Task prompt: Find every line in the entries below that contains the word "brown" and copy each one out. Match case exactly.

Location identification entries:
§ §
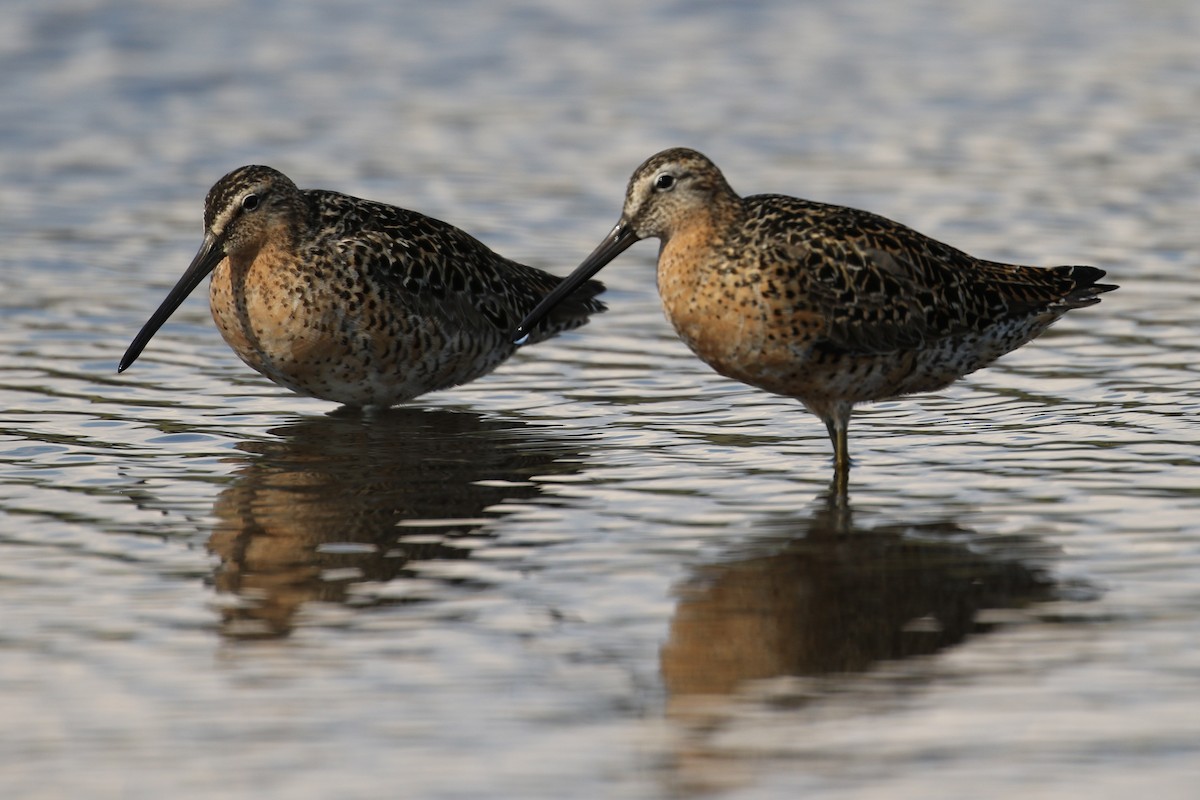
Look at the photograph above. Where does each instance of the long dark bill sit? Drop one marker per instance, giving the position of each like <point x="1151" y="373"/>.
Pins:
<point x="205" y="260"/>
<point x="613" y="245"/>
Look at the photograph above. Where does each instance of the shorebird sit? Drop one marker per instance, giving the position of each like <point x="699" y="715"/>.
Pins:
<point x="825" y="304"/>
<point x="354" y="301"/>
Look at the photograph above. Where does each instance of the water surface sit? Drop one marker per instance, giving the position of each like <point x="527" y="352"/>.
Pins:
<point x="604" y="570"/>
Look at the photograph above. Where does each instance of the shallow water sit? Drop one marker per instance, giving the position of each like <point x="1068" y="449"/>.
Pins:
<point x="604" y="570"/>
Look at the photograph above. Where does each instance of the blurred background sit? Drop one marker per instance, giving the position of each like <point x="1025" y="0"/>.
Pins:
<point x="603" y="570"/>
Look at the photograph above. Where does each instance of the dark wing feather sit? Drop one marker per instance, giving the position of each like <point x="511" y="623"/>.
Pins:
<point x="444" y="271"/>
<point x="881" y="286"/>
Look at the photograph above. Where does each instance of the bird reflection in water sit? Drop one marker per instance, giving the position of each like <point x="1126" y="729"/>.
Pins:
<point x="823" y="599"/>
<point x="334" y="501"/>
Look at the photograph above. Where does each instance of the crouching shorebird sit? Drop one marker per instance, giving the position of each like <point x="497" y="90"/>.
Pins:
<point x="825" y="304"/>
<point x="354" y="301"/>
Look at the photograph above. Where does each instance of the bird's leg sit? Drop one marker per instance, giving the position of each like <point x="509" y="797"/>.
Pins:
<point x="838" y="425"/>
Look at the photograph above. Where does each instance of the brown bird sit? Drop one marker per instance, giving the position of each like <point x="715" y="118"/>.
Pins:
<point x="354" y="301"/>
<point x="825" y="304"/>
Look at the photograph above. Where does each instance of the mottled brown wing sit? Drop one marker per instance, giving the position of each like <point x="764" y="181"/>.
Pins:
<point x="443" y="272"/>
<point x="882" y="287"/>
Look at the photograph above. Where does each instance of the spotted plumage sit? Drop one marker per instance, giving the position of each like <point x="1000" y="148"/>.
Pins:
<point x="355" y="301"/>
<point x="825" y="304"/>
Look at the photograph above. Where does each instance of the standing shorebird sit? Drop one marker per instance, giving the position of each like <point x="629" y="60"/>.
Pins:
<point x="354" y="301"/>
<point x="821" y="302"/>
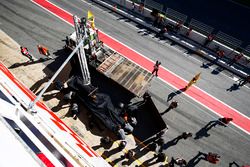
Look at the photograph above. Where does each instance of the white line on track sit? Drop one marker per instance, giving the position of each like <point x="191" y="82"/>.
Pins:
<point x="162" y="67"/>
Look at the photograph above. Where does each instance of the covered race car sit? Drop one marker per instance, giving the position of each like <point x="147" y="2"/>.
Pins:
<point x="101" y="106"/>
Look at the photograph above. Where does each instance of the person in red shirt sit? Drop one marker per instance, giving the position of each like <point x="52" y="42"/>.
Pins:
<point x="43" y="50"/>
<point x="213" y="158"/>
<point x="26" y="53"/>
<point x="235" y="59"/>
<point x="156" y="68"/>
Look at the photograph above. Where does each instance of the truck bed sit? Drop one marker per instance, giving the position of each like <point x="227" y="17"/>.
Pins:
<point x="126" y="73"/>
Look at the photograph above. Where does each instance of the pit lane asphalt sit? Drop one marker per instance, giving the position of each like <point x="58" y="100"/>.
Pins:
<point x="30" y="25"/>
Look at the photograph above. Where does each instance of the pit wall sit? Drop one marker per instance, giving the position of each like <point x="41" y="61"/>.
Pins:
<point x="194" y="41"/>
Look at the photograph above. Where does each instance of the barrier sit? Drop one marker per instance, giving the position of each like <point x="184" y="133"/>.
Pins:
<point x="198" y="35"/>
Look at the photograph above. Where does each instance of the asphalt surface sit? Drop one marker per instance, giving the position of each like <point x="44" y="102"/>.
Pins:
<point x="30" y="25"/>
<point x="223" y="15"/>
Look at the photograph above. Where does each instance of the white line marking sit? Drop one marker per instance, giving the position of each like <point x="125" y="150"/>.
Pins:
<point x="164" y="69"/>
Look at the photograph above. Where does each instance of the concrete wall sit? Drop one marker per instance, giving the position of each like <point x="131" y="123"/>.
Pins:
<point x="193" y="40"/>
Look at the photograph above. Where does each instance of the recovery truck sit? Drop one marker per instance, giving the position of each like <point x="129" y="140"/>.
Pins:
<point x="113" y="65"/>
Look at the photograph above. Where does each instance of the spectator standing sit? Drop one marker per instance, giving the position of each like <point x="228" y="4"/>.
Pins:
<point x="193" y="81"/>
<point x="43" y="50"/>
<point x="213" y="158"/>
<point x="242" y="82"/>
<point x="185" y="135"/>
<point x="226" y="120"/>
<point x="156" y="68"/>
<point x="235" y="59"/>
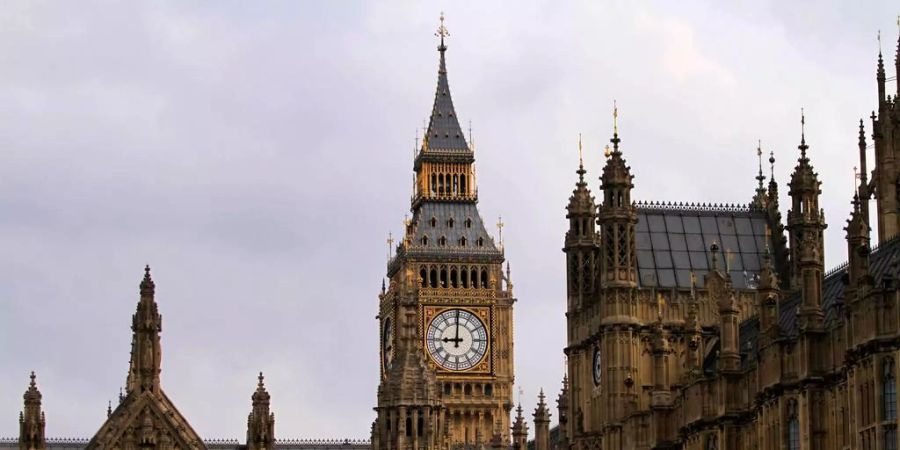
§ §
Result of this task:
Look at the photograph above. Where does each instance of the brown bird sit? Drop one marker per instance, giving the position of each like <point x="715" y="118"/>.
Look at the photograph above. Where does each instance of the mottled brown wing sit? Drop one marker per instance, giving the position of each like <point x="764" y="181"/>.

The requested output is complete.